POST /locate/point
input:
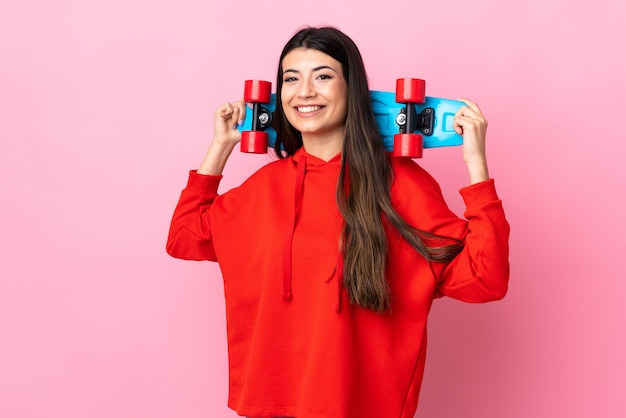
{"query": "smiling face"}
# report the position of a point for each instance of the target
(314, 96)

Work to complete: Your answer should be the line with "# report the" and all lines after it in the listing above, repeated exactly. No other lines belong.

Answer area:
# report the position of a point for each instance of the target
(314, 96)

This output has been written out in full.